Required actions
1. Using the hold harmless clause, say whether each statement agrees with it: (a) The Seahawks agree to indemnify the City's volunteers. (b) The Seahawks' obligation covers claims caused by the City's sole negligence. (c) Attorneys' fees are among the items the Seahawks hold the City harmless from. Answer yes or no for each and quote the deciding words.
2. According to the hold harmless clause, what besides the Seahawks' negligent acts, errors or omissions can give rise to claims the Seahawks must cover?
3. Copy out the hold harmless clause between "8. Hold Harmless:The" and "City's sole negligence.", inclusive.

>> Start Text provided

8. Hold Harmless:The Seahawks agree to release, indemnify, defend, and hold harmless the
City, elected officials, employees, officers, representatives, and volunteers from any and
all claims, demands, actions, suits, causes of action, arbitrations, mediations,
proceedings, judgments, awards, injuries, damages, liabilities, taxes, losses, fines, fees,
penalties, expenses, attorney's or attorneys' fees, costs, and/or litigation expenses to or
by any and all persons or entities, arising from, resulting from, or related to the negligent
acts, errors or omissions of the Seahawks in the Seahawks' performance of this
Agreement or a breach of this Agreement by the Seahawks, except for that portion of the
claims caused by the City's sole negligence.

>> End Text provided
>> Start Dataset entries

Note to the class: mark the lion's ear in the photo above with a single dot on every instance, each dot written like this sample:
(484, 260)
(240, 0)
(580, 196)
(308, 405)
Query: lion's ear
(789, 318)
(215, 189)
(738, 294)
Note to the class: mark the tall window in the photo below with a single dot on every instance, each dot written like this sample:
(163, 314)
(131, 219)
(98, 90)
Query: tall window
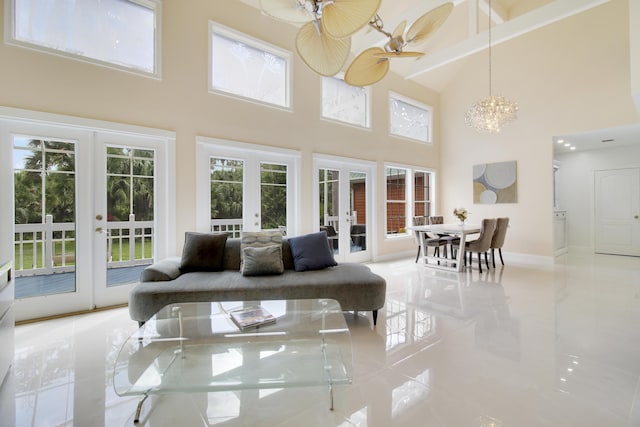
(226, 194)
(273, 195)
(421, 193)
(396, 200)
(118, 33)
(248, 68)
(409, 192)
(409, 118)
(345, 103)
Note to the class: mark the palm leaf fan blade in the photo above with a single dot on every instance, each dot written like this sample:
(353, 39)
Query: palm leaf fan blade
(428, 23)
(324, 55)
(367, 68)
(342, 18)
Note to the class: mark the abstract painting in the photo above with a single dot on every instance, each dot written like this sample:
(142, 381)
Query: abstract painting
(495, 183)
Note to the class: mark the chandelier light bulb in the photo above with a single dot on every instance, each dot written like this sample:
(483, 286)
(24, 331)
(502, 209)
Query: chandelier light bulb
(491, 114)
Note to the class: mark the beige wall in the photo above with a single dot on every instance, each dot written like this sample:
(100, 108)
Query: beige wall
(180, 102)
(571, 76)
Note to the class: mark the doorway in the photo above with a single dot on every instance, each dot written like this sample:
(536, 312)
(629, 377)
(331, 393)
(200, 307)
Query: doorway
(87, 211)
(617, 211)
(343, 206)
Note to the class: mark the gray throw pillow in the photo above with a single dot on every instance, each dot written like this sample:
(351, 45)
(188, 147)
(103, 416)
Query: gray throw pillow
(203, 251)
(311, 252)
(258, 239)
(260, 261)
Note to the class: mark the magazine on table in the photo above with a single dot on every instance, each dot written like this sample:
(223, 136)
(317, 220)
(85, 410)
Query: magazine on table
(252, 317)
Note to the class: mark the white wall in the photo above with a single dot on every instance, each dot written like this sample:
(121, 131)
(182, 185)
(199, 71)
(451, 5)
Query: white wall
(576, 188)
(571, 76)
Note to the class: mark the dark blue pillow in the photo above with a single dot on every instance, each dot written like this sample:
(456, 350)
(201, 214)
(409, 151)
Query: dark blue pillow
(311, 252)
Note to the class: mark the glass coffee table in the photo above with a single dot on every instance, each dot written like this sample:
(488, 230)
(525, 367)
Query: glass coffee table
(196, 347)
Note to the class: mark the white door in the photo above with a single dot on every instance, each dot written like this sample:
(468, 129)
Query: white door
(245, 187)
(57, 220)
(617, 211)
(343, 206)
(129, 212)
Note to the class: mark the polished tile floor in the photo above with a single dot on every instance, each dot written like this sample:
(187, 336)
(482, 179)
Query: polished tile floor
(521, 345)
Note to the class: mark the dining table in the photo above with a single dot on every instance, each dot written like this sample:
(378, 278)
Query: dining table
(458, 230)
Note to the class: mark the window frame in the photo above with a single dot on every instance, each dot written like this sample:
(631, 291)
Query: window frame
(367, 111)
(154, 5)
(409, 200)
(230, 33)
(416, 104)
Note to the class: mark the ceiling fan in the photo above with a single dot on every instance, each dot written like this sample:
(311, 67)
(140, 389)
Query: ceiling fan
(324, 41)
(372, 64)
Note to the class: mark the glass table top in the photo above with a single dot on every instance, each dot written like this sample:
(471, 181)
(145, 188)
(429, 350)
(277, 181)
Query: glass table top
(197, 347)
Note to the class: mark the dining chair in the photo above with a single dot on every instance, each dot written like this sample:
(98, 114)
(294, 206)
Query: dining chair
(451, 241)
(498, 239)
(482, 244)
(429, 241)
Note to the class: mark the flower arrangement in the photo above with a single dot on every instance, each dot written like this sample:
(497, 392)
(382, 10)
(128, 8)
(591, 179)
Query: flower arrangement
(461, 214)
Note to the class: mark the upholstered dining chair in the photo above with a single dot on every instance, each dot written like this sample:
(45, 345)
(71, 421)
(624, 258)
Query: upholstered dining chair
(429, 241)
(450, 241)
(483, 243)
(498, 239)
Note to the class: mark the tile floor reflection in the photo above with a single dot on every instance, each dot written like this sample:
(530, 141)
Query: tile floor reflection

>> End Dataset entries

Expected results
1.
(a) Yes: "release, indemnify, defend, and hold harmless the City, elected officials, employees, officers, representatives, and volunteers"
(b) No: "except for that portion of the claims caused by the City's sole negligence"
(c) Yes: "attorney's or attorneys' fees"

2. A breach of this Agreement by the Seahawks.

3.
8. Hold Harmless:The Seahawks agree to release, indemnify, defend, and hold harmless the
City, elected officials, employees, officers, representatives, and volunteers from any and
all claims, demands, actions, suits, causes of action, arbitrations, mediations,
proceedings, judgments, awards, injuries, damages, liabilities, taxes, losses, fines, fees,
penalties, expenses, attorney's or attorneys' fees, costs, and/or litigation expenses to or
by any and all persons or entities, arising from, resulting from, or related to the negligent
acts, errors or omissions of the Seahawks in the Seahawks' performance of this
Agreement or a breach of this Agreement by the Seahawks, except for that portion of the
claims caused by the City's sole negligence.